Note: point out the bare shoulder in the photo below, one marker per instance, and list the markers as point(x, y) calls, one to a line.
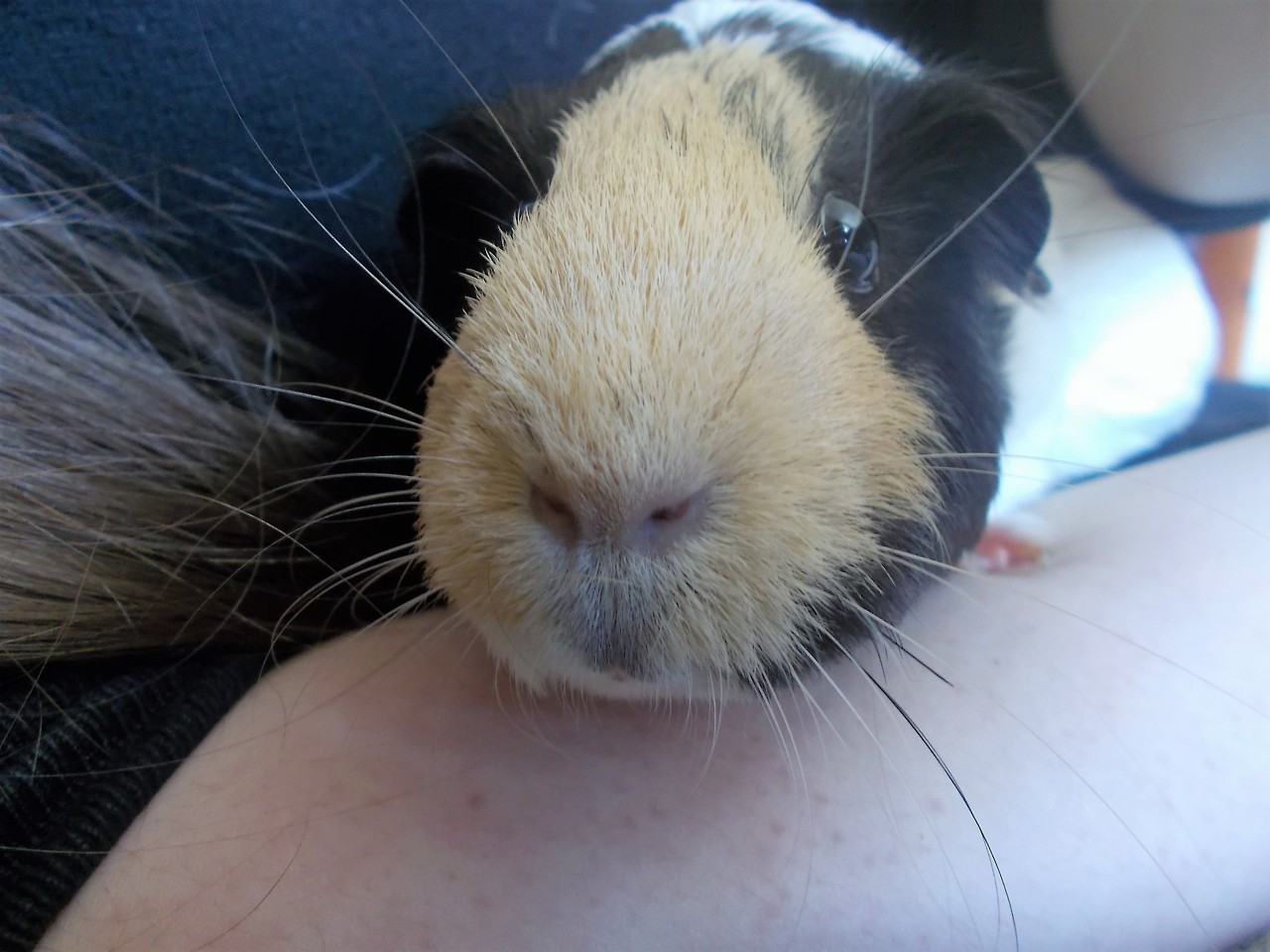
point(1105, 719)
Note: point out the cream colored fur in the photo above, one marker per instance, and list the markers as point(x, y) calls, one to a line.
point(663, 318)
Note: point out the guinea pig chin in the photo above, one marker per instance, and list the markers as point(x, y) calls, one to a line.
point(665, 452)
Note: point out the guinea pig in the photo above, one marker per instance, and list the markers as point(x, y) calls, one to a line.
point(726, 386)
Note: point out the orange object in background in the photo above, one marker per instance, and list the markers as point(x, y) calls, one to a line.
point(1225, 261)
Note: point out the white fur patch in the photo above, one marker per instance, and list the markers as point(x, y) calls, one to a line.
point(842, 41)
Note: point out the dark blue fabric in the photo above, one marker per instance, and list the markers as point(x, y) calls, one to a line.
point(82, 749)
point(329, 89)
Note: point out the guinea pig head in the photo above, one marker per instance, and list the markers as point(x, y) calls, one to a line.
point(666, 456)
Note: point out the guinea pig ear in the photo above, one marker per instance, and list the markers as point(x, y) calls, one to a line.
point(451, 211)
point(976, 145)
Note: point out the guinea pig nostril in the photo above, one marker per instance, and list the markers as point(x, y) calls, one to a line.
point(661, 526)
point(556, 516)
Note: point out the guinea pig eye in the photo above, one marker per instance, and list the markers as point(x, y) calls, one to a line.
point(851, 243)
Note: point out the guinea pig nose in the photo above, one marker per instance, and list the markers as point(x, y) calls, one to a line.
point(665, 522)
point(554, 513)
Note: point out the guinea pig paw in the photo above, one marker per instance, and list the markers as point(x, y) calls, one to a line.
point(1010, 546)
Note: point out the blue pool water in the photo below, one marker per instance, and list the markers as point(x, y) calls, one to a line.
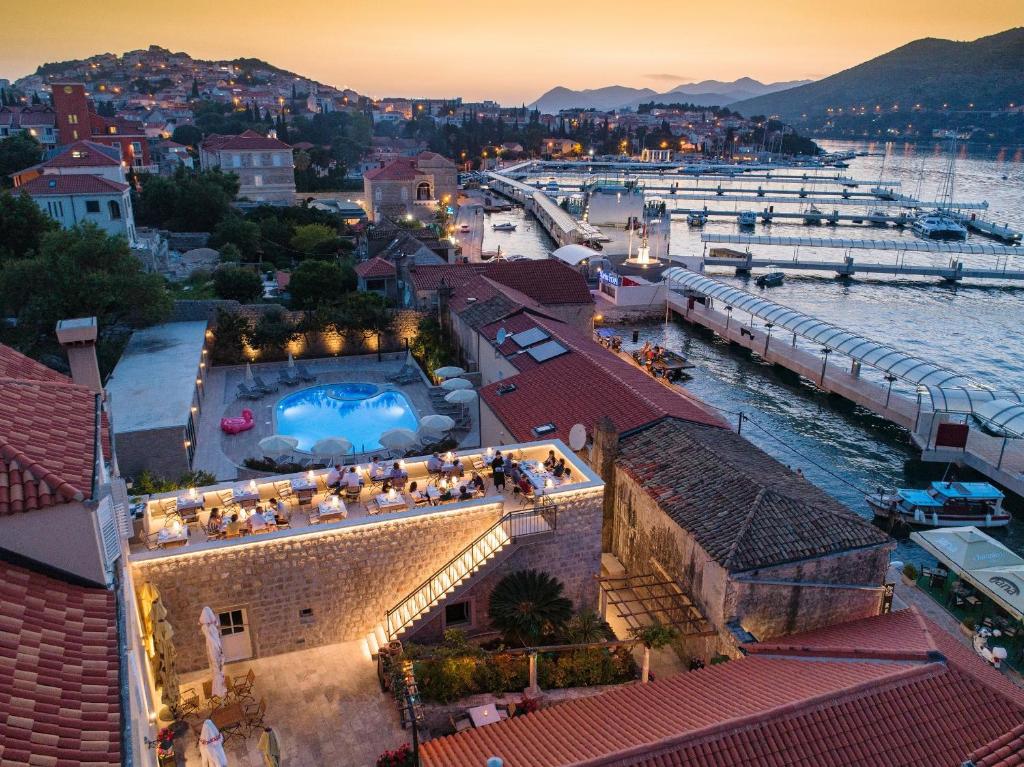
point(357, 412)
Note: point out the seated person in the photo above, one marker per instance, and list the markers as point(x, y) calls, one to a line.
point(233, 526)
point(434, 463)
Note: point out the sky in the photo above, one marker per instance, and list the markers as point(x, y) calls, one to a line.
point(511, 52)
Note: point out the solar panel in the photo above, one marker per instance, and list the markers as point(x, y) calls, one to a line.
point(528, 337)
point(545, 351)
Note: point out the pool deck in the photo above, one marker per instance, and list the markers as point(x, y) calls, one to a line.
point(221, 454)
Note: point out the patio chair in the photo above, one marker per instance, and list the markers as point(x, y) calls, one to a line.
point(262, 385)
point(245, 392)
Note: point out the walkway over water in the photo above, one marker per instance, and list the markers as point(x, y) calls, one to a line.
point(940, 393)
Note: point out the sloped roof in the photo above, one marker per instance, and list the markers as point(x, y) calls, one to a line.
point(79, 183)
point(743, 507)
point(375, 267)
point(59, 690)
point(770, 710)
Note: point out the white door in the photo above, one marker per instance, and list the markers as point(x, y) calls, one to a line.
point(235, 635)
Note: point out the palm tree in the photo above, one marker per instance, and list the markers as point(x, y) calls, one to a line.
point(652, 637)
point(525, 605)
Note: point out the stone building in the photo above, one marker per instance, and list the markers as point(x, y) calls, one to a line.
point(411, 186)
point(760, 550)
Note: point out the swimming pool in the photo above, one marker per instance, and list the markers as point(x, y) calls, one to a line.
point(357, 412)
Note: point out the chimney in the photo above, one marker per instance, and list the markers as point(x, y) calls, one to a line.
point(78, 337)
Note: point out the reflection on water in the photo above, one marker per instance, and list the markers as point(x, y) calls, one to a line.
point(313, 414)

***

Copy exactly the lines running from the one that holds "Note: point out the swimming" to the last line of the listing above. Include both of those lines.

Note: point out the swimming pool in the photo above, one marker per instance, and list the markers as point(x, y) calls, one to a line.
point(357, 412)
Note: point out the chimney in the photo above, one marker per instance, and list the markers as point(x, y) calls, one to a line.
point(78, 337)
Note: point out the reflection on water in the photo above, one marker per instance, and list the markers as point(x, y) calls, one to a line.
point(313, 414)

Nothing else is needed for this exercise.